++++ PAGE TEXT ++++

Skip to content

On Defining the Problem

Sat, 3 Aug 2013, 10:25 AM (-06:00) Creative Commons License

In a recent interview, James Galbraith said this.

[They are] not going to escape the consequences of this. […] it’s a choice that [they] can, and I’m sure, will make. But what is necessary is to state clearly what the choice actually is.

In this particular conversation, he was discussing Germany and the Eurozone and the need for the Germans to define the Eurozone problem and devise and pursue solutions accordingly.

Of course, this notion of defining problems and deriving corresponding solutions is a key element of what we might call rational decision making. It’s about cause and effect. It’s the scientific method. It’s what’s at the core of the age of reason, of the mode of thought bestowed upon us by the enlightenment.

This way of thinking is why we can build skyscrapers and bridges that don’t fall down. It’s why we can send spacecraft to the outer fringes of the solar system. It’s why I can write this from the comfort of my home and you can read it from the comfort of yours.

++++ DATA PROVIDED ++++

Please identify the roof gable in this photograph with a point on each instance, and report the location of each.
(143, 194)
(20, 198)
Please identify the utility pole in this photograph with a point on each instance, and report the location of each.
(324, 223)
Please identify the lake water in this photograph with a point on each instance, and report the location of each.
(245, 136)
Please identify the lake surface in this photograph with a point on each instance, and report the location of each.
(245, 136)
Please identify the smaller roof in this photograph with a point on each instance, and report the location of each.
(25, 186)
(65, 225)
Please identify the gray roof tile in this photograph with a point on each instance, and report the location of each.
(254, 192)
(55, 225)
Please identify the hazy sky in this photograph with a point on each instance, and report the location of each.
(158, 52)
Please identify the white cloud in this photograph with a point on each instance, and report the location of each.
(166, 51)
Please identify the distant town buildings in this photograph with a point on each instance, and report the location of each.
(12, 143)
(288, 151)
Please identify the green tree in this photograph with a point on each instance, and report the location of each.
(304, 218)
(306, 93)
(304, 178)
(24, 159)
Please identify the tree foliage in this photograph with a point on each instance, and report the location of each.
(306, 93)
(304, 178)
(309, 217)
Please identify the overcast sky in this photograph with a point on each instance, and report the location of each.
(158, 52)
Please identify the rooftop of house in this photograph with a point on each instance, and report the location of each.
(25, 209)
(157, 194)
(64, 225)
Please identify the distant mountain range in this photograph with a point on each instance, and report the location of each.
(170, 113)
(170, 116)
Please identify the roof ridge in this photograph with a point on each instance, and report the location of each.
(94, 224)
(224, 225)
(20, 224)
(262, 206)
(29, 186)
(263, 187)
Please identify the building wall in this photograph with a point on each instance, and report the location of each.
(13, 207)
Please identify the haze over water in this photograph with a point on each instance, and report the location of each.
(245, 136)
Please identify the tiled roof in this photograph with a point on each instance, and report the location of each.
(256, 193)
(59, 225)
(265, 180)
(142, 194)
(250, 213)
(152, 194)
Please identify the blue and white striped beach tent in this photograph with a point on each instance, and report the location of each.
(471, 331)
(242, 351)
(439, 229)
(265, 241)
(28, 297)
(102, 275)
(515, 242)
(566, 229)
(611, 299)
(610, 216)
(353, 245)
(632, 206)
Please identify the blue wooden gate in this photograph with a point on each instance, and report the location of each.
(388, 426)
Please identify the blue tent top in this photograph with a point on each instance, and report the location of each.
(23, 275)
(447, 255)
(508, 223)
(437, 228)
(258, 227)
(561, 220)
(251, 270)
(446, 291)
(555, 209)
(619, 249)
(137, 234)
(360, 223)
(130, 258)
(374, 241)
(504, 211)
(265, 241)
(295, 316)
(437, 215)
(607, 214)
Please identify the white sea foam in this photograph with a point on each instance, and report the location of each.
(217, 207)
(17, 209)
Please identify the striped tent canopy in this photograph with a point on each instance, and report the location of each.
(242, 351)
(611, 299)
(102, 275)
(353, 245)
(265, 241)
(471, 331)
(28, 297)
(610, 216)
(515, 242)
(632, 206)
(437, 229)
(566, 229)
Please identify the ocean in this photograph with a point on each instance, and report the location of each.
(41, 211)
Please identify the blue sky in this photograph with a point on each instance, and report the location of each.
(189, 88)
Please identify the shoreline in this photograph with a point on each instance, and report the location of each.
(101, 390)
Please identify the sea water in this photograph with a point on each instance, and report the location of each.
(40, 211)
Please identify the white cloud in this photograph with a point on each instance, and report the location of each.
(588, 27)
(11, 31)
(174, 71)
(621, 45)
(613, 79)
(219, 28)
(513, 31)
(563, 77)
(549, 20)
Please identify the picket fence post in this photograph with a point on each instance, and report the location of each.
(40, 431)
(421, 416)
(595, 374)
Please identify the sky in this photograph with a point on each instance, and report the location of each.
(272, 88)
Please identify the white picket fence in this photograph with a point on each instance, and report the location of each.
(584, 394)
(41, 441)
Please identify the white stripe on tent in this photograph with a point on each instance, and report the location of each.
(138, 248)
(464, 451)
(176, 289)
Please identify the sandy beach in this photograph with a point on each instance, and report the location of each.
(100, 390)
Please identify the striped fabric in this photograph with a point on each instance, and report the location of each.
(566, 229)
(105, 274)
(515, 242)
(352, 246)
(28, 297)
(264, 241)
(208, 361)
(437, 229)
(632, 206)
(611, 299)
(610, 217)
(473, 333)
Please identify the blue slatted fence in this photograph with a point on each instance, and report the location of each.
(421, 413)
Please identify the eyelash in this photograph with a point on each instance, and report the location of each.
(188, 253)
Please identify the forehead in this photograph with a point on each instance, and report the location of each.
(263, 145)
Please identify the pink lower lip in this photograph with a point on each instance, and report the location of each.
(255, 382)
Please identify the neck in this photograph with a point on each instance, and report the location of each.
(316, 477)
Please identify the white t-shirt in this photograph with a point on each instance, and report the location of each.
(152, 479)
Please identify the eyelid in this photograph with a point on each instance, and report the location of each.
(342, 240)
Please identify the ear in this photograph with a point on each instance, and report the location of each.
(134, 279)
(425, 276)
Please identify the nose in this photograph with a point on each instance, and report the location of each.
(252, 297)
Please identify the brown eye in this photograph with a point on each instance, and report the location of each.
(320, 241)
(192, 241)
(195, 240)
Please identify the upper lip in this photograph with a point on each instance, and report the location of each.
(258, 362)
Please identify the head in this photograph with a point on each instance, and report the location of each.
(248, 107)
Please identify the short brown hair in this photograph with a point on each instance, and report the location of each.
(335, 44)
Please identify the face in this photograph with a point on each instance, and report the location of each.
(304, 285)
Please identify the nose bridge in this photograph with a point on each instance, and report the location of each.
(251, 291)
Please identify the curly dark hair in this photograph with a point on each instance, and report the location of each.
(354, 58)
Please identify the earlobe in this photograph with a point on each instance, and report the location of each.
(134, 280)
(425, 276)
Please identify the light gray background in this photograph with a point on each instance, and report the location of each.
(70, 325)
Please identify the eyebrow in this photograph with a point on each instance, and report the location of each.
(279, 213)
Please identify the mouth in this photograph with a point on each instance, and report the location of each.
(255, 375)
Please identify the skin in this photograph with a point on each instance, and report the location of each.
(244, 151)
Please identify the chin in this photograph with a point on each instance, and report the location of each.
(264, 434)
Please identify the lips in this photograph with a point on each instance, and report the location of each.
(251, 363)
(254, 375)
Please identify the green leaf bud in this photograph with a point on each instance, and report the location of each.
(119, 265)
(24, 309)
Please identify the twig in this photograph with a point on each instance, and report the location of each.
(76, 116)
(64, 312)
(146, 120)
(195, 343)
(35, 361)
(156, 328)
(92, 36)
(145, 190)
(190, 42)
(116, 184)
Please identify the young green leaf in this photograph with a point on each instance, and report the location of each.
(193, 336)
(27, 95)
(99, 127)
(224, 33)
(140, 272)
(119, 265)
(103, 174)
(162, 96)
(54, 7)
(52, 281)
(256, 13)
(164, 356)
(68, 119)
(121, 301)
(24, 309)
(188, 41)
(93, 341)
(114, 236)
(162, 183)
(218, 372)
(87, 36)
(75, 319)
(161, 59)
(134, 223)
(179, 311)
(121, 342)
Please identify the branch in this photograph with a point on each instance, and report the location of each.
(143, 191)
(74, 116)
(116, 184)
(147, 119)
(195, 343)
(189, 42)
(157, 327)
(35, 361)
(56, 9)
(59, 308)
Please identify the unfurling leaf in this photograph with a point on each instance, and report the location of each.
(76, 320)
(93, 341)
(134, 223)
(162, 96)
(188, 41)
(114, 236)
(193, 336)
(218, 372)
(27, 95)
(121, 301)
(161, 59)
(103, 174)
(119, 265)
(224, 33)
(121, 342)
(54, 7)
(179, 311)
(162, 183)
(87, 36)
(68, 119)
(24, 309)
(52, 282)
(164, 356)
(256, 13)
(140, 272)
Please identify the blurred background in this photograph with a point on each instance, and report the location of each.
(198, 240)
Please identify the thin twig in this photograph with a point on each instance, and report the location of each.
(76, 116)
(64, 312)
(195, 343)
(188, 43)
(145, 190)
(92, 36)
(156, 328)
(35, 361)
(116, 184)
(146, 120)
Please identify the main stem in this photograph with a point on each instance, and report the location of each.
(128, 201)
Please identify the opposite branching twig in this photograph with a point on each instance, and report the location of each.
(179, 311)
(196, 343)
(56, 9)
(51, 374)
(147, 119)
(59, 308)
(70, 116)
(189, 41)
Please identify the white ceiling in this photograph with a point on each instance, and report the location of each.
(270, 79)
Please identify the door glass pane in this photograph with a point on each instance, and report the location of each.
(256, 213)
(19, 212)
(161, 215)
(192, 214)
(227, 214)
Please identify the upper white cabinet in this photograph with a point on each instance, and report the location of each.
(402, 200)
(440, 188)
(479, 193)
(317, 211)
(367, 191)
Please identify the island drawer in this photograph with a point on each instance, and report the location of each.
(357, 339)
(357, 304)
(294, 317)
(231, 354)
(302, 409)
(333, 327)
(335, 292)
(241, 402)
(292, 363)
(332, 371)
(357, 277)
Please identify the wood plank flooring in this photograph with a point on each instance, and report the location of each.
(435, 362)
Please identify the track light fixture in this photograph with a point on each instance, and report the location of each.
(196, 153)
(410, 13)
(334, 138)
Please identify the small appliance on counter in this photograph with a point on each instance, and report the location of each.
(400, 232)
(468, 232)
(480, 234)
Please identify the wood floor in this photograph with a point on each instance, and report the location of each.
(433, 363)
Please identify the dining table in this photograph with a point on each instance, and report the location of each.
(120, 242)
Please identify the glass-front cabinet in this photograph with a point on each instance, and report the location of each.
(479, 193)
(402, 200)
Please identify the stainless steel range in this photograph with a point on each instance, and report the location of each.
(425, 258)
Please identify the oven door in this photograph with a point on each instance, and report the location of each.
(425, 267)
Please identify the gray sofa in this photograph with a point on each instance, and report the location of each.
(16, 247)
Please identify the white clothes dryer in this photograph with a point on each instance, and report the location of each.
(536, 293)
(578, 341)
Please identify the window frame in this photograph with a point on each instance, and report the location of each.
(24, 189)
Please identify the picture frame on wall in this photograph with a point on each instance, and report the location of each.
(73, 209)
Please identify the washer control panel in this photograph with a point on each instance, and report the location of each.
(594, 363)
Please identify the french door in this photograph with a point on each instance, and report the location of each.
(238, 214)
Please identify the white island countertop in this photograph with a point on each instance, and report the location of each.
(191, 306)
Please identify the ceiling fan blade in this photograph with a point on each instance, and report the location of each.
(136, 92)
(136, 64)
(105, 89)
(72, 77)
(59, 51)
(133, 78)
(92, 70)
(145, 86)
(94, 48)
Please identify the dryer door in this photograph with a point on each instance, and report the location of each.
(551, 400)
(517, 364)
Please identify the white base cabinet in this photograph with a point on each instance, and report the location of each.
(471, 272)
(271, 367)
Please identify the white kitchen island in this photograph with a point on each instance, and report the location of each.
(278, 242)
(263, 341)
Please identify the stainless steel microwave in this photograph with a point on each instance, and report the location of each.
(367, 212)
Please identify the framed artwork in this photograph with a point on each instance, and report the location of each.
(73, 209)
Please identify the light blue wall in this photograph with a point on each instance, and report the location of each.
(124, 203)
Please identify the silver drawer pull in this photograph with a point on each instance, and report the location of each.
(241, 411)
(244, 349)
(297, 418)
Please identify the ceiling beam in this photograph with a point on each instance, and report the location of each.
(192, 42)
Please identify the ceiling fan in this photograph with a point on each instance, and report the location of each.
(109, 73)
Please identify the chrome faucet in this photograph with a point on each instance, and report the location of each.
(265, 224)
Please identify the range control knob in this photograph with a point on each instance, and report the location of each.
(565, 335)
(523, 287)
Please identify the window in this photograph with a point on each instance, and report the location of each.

++++

> TASKS:
a. Render this sentence from the essay on defining the problem into Spanish: "It’s why we can send spacecraft to the outer fringes of the solar system."
b. Reproduce the passage of the essay on defining the problem that starts at the words "[They are] not" and stops after "pursue solutions accordingly.".
The rows have no connection to the essay above them.

> THE REPLIES:
a. Es la razón por la que podemos enviar naves espaciales a los confines exteriores del sistema solar.

b.
[They are] not going to escape the consequences of this. […] it’s a choice that [they] can, and I’m sure, will make. But what is necessary is to state clearly what the choice actually is.

In this particular conversation, he was discussing Germany and the Eurozone and the need for the Germans to define the Eurozone problem and devise and pursue solutions accordingly.